**WORK TO COMPLETE:**
In your copy, reproduce the entries exactly as they are, minus the images.

**Records from a dataset:**
======

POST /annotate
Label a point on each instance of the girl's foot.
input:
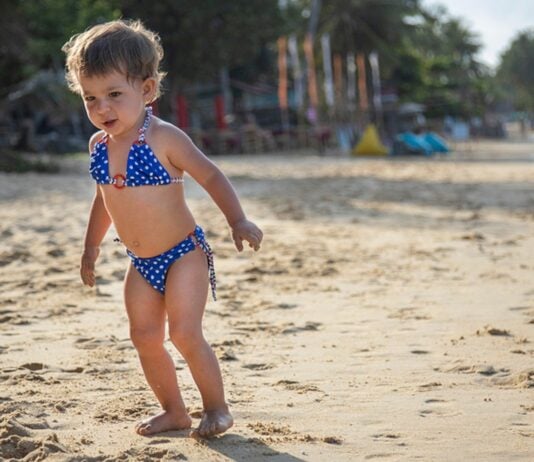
(213, 423)
(163, 422)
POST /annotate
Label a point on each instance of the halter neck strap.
(146, 123)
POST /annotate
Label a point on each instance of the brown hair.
(123, 46)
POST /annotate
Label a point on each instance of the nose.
(101, 106)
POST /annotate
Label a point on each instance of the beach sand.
(388, 316)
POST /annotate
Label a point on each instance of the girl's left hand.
(245, 230)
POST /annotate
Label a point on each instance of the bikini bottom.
(154, 269)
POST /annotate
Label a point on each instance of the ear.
(149, 89)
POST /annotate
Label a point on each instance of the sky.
(496, 22)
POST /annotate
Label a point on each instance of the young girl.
(138, 162)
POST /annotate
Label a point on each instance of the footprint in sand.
(438, 407)
(308, 326)
(258, 366)
(408, 313)
(298, 387)
(18, 255)
(18, 441)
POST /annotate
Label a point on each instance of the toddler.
(138, 162)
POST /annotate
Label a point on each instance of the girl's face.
(116, 105)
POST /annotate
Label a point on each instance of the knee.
(146, 340)
(186, 340)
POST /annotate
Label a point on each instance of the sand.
(389, 315)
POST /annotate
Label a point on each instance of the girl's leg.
(146, 312)
(186, 292)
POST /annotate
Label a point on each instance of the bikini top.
(142, 165)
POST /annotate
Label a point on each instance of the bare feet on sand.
(213, 423)
(163, 422)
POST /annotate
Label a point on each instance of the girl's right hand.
(87, 267)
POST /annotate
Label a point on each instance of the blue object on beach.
(437, 143)
(416, 143)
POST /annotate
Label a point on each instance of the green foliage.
(202, 36)
(50, 23)
(516, 71)
(437, 66)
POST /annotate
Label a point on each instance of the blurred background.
(249, 76)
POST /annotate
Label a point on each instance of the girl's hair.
(123, 46)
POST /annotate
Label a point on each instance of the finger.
(238, 243)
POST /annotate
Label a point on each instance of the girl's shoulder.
(95, 138)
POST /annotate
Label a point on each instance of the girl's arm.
(186, 156)
(99, 223)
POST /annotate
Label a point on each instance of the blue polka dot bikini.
(144, 168)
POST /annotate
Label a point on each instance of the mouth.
(110, 123)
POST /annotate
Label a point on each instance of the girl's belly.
(149, 219)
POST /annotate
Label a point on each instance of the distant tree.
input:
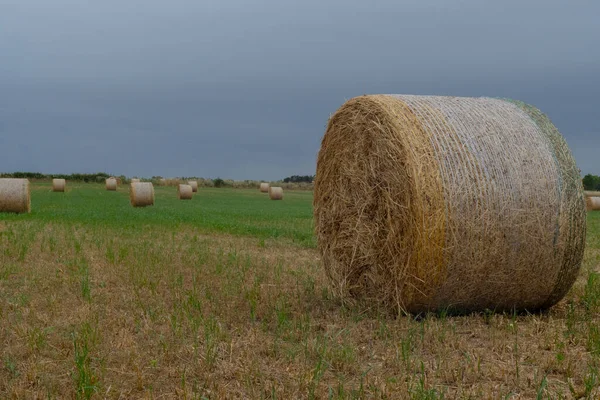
(591, 182)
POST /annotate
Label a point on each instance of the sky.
(243, 89)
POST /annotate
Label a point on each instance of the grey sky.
(243, 89)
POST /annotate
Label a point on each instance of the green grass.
(241, 212)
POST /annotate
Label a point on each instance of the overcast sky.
(243, 89)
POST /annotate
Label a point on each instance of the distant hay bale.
(276, 193)
(184, 192)
(141, 194)
(264, 187)
(15, 195)
(59, 185)
(111, 183)
(592, 203)
(431, 203)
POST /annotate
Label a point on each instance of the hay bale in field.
(275, 193)
(111, 183)
(427, 203)
(592, 203)
(141, 194)
(184, 192)
(15, 195)
(59, 185)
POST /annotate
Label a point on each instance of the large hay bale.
(15, 195)
(592, 203)
(429, 203)
(275, 193)
(111, 183)
(194, 185)
(184, 192)
(59, 185)
(264, 187)
(141, 194)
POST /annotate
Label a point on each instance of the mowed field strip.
(224, 296)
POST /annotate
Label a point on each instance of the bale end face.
(276, 193)
(416, 210)
(184, 192)
(141, 194)
(15, 195)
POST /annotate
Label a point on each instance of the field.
(224, 296)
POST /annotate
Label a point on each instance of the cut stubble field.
(224, 296)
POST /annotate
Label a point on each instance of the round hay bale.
(434, 203)
(141, 194)
(194, 185)
(275, 193)
(111, 183)
(592, 203)
(264, 187)
(59, 185)
(15, 195)
(184, 192)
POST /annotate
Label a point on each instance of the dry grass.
(106, 313)
(433, 203)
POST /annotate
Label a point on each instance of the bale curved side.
(59, 185)
(427, 203)
(141, 194)
(275, 193)
(15, 195)
(184, 192)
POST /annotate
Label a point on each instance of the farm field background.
(224, 296)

======

**COMPLETED EXERCISE:**
POST /annotate
Label a point on each instance of the girl's foot.
input:
(213, 423)
(163, 422)
POST /annotate
Label a point on each instance of the halter neck strap.
(146, 123)
POST /annotate
Label a point on each instance of the brown hair.
(123, 46)
POST /annotate
Label a point on each instance of the nose.
(101, 106)
POST /annotate
Label a point on each instance of the beach sand.
(388, 316)
POST /annotate
Label a point on each instance of the girl's left hand.
(245, 230)
POST /annotate
Label a point on each instance of the bikini bottom.
(154, 269)
POST /annotate
Label a point on each instance of the ear.
(149, 89)
POST /annotate
Label a point on each instance of the sky.
(496, 22)
POST /annotate
Label a point on each instance of the young girl.
(138, 162)
POST /annotate
Label a point on each instance of the footprint in sand.
(438, 407)
(308, 326)
(258, 366)
(408, 313)
(298, 387)
(18, 255)
(18, 441)
POST /annotate
Label a point on each instance of the toddler.
(138, 162)
POST /annotate
Label a point on each instance of the girl's face.
(116, 105)
POST /annotate
Label a point on each instance of the knee.
(146, 340)
(186, 340)
POST /annotate
Label a point on each instance of the sand.
(389, 315)
POST /annotate
Label a point on each instance of the girl's leg.
(146, 312)
(186, 292)
POST /annotate
Label a point on each instance of the bikini top.
(142, 165)
POST /annotate
Label a point on each instance of the bare feet on sand.
(213, 423)
(163, 422)
POST /annotate
Label a point on each instance of the girl's right hand.
(87, 267)
POST /annotate
Label a point on each instance of the blue object on beach.
(437, 143)
(416, 143)
POST /annotate
Label a point on each instance of the green foliage.
(202, 36)
(50, 23)
(516, 71)
(437, 66)
POST /annotate
Label a point on each instance of the blurred background.
(249, 76)
POST /annotate
Label a point on each instance of the girl's hair.
(123, 46)
POST /annotate
Label a point on each instance of the finger.
(238, 243)
POST /annotate
Label a point on each instance of the girl's shoulder.
(95, 138)
POST /annotate
Label a point on each instance of the girl's arm.
(186, 156)
(99, 223)
POST /annotate
Label a point on each instance of the blue polka dot bikini.
(144, 168)
POST /annotate
Label a point on each instance of the mouth.
(110, 123)
POST /annotate
Label a point on each instance of the girl's belly.
(149, 219)
POST /annotate
Label a point on each instance of the distant tree.
input:
(591, 182)
POST /annotate
Label a point on each instance of the sky.
(243, 89)
POST /annotate
Label a point on each instance of the grey sky.
(243, 89)
POST /annotate
Label a point on each instance of the green grass.
(241, 212)
POST /annotate
Label a point on each instance of the overcast sky.
(243, 89)
POST /annotate
Label a point on each instance of the distant hay bale.
(276, 193)
(184, 192)
(141, 194)
(264, 187)
(15, 195)
(59, 185)
(111, 183)
(592, 203)
(431, 203)
POST /annotate
Label a point on each instance of the hay bale in field.
(275, 193)
(111, 183)
(427, 203)
(592, 203)
(141, 194)
(184, 192)
(15, 195)
(59, 185)
POST /annotate
Label a point on each instance of the large hay bale.
(15, 195)
(592, 203)
(429, 203)
(275, 193)
(111, 183)
(194, 185)
(184, 192)
(59, 185)
(264, 187)
(141, 194)
POST /annotate
Label a point on each instance of the mowed field strip.
(224, 296)
POST /annotate
Label a point on each instance of the bale end face.
(276, 193)
(416, 210)
(184, 192)
(141, 194)
(15, 195)
POST /annotate
Label a point on each instance of the field.
(224, 296)
POST /annotate
Label a point on each instance of the cut stubble field.
(224, 296)
POST /annotate
Label a point on each instance of the round hay bale.
(434, 203)
(141, 194)
(194, 185)
(275, 193)
(111, 183)
(592, 203)
(264, 187)
(59, 185)
(15, 195)
(184, 192)
POST /annotate
Label a point on each instance of the dry grass.
(106, 313)
(433, 203)
POST /annotate
Label a point on each instance of the bale curved side.
(59, 185)
(427, 203)
(141, 194)
(275, 193)
(15, 195)
(184, 192)
POST /annotate
Label a point on each instance of the farm field background.
(224, 296)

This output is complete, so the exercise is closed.